→ WHAT THE EXERCISE ASKS
Edit the forum thread about the ADBA show in Louisiana: reproduce the passage starting at "I wish I could" and ending at "down home cooking!", with "travel" changed to "drive".
-- Start SOURCE EXTRACT --
# ADBA Show in Louisiana



## bluefamily

Hey y'all 
Show season is starting!
We are having our show March 29th and 30th, Livingston Parish Fair grounds..you know the usual the beauty pageant and the pulling! Ya'll come!
It will be exciting to have everybody down!
We will be there!


----------



## APBTN00b

Awe! I really wish I could attend. I am going to try and hit one around fall though. Sounds fun! Take pictures and share! I'd love to see them


----------



## Rudy4747

Say been a while since you beem on here mam I am syked me and the family plan on making the trip down show some dogs stop by a buddies. And heck man get some good down south eating!


----------



## ThaLadyPit

I wish I could afford to travel that far. I got a few people down that way besides Suzanne that I'd love to catch up with!! I miss that good ole down home cooking!


----------



## Rudy4747

Haha yeah I started racking up over timet last month to save for it lol. Never been there get to stop see some folk while down there whisper syked.


----------



## ThaLadyPit

Hell, I'm doing good to get regular time, and my boss don't allow OT.... I've got to find a better job!


----------



## bluefamily

I am trying to decide if I want to put my girl Pearl in the beauty pagent....she's too young to pull -11 months..her face is so sweet....That might be my reward for all this working I have been blessed with here lately. 
But y'all come!


----------



## Raiderblue

Can spectators come and watch? I'm not too far from the Baton Rouge area, but I would love to come and watch and maybe bring my dog ( but not participate )


----------



## ThaLadyPit

Normally dogs not entered in a show cannot be in attendance. But yes, spectators are allowed. There's usually a small cover fee for the entry or parking on both. Just deoends on the club hosting the show. Go to the ADBA website and search for shows in your area and you can pull up all the information about that show.

Mobile.....at the moment.


----------



## Raiderblue

Ok cool ima check their site out


----------



## bluefamily

yeah- It's a great show! I am so thrilled to go, I haven't been in a long time,,,just being around all the people with bulldogs and seeing them all learning and talking to everybody---It's fun!


----------



## Rudy4747

We will be there been looking foward to it for a while now. See yan there...


----------



## bluefamily

*Todays show*

It was a good time. It was smaller than years past, but our club has gone through a lot of changes with the core members. It was still a good time.
The beauty pageant was good (some folks needed to watch how close the got to each other but no harm done). I saw a lot of pretty dogs. More people stacked than what I have seen in the past. I am glad I wasn't the judge in some of the classes. More white dogs than what I have seen before too and more women involved in the handling and showing too. 
The pulling was awesome too (as usual) -you know the 30 lb dogs pulling almost 2700 lbs. It just makes you want to jump for joy to see the dogs work.

The food was good, not as many vendors as have been in the past but it was still a good show today. The fairgrounds where it was held also had a family reunion going on at the same time. Needless to say, they were interested in the show and all the goings on. I don't know why the local cops had to show up, but they did  Who knows. They didn't come in a watch any of the activities or anything they just stood at their car and folks gathered 'round. Maybe they were part of family reunion??
-- End SOURCE EXTRACT --
-- Start MATERIAL PROVIDED --
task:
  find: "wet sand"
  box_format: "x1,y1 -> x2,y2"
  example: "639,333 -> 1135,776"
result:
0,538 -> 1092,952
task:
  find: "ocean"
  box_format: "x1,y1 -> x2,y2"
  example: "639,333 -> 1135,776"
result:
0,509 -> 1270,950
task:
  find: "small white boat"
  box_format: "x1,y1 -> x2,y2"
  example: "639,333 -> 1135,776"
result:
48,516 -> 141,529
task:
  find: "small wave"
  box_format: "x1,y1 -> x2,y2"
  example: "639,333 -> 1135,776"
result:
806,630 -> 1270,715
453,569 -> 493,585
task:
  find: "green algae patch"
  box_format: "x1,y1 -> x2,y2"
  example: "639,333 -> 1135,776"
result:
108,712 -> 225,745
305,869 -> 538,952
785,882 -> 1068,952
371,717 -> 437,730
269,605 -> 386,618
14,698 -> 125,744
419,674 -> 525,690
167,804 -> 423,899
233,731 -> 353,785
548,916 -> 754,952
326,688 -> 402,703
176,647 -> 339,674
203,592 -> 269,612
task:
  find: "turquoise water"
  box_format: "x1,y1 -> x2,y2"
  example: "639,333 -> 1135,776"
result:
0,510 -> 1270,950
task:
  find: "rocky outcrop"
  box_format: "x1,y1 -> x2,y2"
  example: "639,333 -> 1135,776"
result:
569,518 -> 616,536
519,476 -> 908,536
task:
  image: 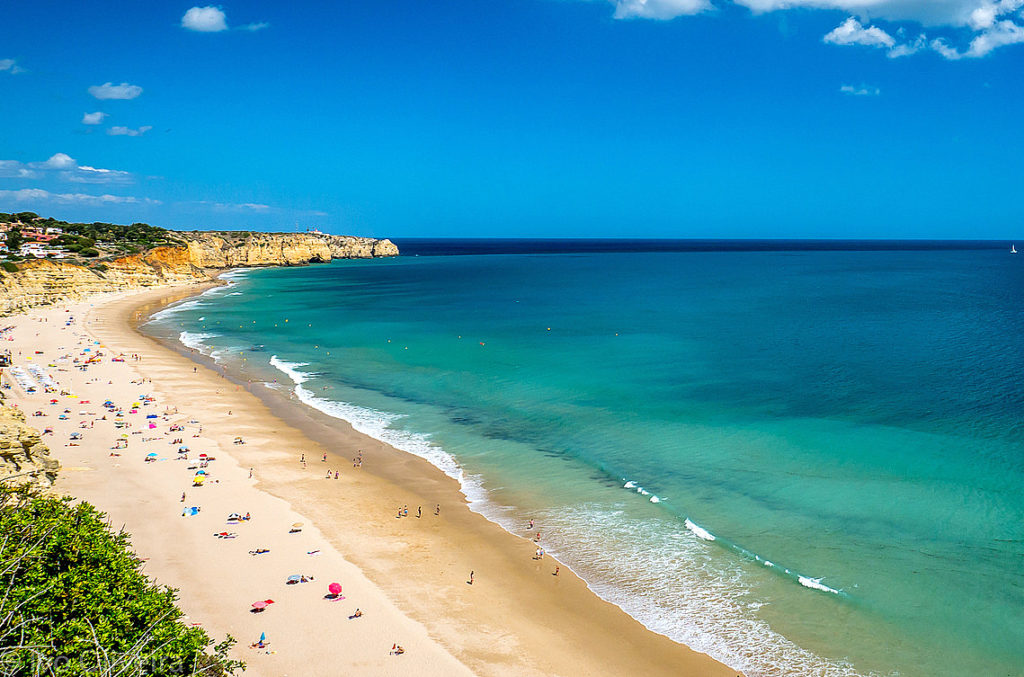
-- End MATERIAL PROVIDED --
→ WRITTEN REPLY
I wish I could afford to drive that far. I got a few people down that way besides Suzanne that I'd love to catch up with!! I miss that good ole down home cooking!